Dataset records.
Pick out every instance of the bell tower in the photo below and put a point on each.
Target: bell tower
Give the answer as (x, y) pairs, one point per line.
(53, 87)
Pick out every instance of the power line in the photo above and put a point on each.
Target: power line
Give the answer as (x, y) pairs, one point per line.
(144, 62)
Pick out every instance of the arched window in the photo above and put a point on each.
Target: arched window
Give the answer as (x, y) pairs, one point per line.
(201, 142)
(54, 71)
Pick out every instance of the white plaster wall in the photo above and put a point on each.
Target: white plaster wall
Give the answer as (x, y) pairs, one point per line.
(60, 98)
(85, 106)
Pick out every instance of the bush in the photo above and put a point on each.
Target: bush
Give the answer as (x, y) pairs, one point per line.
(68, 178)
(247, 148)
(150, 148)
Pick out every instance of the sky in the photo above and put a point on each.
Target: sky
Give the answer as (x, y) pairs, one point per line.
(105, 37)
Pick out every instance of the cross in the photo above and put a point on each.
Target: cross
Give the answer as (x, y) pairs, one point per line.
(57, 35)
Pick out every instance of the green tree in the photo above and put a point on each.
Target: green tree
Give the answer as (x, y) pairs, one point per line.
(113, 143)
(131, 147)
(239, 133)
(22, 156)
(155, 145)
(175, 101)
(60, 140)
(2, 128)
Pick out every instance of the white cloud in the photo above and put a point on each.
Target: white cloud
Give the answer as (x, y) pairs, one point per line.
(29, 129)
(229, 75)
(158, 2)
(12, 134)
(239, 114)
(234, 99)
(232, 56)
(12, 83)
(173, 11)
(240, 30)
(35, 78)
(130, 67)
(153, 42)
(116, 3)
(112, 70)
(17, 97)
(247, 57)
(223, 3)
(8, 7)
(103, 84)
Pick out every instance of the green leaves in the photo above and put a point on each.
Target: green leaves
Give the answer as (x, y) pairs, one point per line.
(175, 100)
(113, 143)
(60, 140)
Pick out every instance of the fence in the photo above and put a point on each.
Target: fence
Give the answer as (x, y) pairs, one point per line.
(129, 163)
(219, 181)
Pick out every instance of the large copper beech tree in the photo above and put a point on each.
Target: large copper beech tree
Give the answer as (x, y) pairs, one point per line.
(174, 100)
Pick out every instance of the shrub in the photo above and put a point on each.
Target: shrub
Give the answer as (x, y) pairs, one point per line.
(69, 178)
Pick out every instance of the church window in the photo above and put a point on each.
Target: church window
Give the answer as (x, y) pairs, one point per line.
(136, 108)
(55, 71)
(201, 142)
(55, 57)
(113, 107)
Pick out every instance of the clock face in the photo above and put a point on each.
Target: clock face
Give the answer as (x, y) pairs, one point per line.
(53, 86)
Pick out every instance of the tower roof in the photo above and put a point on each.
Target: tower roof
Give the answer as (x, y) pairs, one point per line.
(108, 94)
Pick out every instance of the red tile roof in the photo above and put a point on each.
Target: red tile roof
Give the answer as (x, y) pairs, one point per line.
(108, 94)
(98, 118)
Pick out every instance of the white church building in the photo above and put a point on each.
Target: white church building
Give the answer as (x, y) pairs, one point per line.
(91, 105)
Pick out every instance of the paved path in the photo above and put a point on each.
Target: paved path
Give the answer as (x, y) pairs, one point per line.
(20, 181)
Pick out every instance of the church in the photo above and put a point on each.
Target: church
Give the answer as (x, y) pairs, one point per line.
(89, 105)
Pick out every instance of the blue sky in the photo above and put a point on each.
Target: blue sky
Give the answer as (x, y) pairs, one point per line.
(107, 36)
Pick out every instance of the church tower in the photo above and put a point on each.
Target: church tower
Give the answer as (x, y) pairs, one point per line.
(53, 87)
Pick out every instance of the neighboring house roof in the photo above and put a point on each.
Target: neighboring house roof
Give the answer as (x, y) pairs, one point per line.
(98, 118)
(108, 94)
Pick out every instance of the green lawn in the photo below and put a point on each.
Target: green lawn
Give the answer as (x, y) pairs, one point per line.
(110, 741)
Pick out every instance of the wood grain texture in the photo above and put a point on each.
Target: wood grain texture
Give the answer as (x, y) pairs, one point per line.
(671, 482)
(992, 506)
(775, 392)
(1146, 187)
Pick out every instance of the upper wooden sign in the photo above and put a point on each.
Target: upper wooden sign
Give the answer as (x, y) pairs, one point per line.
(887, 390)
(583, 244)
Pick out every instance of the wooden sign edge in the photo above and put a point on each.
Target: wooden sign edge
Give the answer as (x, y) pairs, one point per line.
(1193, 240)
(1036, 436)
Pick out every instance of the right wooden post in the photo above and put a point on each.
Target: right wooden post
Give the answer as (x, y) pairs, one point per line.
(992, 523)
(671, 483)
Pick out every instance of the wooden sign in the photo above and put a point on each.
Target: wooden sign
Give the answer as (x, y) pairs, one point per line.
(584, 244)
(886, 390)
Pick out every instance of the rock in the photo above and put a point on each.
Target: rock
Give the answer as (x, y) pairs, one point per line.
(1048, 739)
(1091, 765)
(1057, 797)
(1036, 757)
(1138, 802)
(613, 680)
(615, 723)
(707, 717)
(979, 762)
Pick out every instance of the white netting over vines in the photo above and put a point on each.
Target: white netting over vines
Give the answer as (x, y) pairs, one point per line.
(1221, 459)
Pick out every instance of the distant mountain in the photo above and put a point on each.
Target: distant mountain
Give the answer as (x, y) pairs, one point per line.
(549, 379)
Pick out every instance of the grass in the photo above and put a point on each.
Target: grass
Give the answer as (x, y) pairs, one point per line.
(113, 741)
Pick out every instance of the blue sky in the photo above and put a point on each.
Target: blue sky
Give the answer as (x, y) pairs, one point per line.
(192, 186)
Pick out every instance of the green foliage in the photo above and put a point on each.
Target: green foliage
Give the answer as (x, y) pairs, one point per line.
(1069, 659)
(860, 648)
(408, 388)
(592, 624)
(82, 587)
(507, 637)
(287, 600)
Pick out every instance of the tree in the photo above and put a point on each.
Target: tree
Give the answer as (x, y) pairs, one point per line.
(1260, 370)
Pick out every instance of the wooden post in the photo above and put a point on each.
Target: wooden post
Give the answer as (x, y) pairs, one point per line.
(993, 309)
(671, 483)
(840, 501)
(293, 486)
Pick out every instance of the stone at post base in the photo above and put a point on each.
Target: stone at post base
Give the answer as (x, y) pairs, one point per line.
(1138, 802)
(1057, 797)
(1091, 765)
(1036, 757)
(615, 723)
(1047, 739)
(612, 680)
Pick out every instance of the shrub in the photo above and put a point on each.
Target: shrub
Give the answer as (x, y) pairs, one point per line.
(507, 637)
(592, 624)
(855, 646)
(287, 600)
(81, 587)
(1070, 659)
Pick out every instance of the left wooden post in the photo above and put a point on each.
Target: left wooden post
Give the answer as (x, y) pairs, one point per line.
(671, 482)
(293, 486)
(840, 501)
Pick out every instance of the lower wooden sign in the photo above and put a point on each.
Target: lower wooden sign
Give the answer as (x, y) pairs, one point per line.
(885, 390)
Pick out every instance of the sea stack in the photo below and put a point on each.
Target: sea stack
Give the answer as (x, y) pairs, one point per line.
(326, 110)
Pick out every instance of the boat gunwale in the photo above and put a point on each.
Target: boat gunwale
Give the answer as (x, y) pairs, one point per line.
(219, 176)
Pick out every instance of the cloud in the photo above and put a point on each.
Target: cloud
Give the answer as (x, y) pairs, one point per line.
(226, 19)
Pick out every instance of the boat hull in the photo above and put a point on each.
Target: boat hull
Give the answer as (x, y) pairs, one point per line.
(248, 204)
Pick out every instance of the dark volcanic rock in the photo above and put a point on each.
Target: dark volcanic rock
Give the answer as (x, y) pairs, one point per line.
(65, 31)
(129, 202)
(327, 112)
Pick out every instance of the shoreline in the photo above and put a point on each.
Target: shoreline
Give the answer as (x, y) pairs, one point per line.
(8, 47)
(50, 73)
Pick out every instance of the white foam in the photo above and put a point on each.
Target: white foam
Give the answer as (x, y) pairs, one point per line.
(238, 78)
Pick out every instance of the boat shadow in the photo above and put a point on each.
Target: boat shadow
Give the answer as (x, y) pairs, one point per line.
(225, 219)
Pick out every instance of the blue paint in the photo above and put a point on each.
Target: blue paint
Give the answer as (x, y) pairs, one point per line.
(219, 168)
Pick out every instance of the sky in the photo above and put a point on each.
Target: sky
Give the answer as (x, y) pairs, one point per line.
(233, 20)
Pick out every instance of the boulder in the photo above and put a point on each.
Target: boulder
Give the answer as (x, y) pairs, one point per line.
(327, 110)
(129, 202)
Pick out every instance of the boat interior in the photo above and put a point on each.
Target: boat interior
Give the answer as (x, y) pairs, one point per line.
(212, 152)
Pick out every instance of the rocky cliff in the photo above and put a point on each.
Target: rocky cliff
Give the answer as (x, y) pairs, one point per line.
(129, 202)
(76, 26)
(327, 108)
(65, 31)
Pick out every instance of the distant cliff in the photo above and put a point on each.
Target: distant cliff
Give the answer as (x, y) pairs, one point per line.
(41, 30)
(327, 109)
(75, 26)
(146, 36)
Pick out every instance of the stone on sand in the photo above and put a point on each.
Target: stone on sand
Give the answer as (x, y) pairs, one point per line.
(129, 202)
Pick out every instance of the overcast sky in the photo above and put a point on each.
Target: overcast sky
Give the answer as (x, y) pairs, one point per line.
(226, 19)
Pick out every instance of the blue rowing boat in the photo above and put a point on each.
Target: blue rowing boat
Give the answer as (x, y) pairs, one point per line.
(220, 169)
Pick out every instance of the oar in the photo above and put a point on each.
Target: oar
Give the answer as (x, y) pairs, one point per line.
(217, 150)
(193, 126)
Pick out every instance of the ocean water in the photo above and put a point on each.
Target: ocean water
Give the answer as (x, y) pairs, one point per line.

Work to be completed. Using the records above, set down exactly the lines from the one with "Pick out every instance of the wooden post" through the one with "Target: lower wooden sign", inclusive, and nothing more.

Response area.
Pick out every instance of the wooden post in the photo above and put a point on each.
Target: wooden post
Give the answer as (x, y) pairs, one point per line.
(993, 309)
(671, 483)
(840, 501)
(293, 486)
Pick out every instance of the stone at post base in the photo above and put a point on each.
Target: stone at post base
Give the answer as (x, y) pairs, one point per line.
(1138, 802)
(1057, 797)
(1091, 765)
(1036, 757)
(615, 723)
(1047, 739)
(612, 680)
Pick out every instance of the shrub in the photo above and put a point on each.
Target: shrub
Give the answer as (x, y) pairs, one point per line.
(507, 637)
(592, 624)
(855, 646)
(287, 600)
(81, 587)
(1070, 659)
Pick out every instance of the left wooden post in the photo above and put a point on each.
Target: left wooden post
Give the answer as (x, y) pairs, one point per line.
(671, 482)
(293, 486)
(840, 501)
Pick out every instance of the lower wooden sign in the photo above and put a point on each.
Target: lower wooden sign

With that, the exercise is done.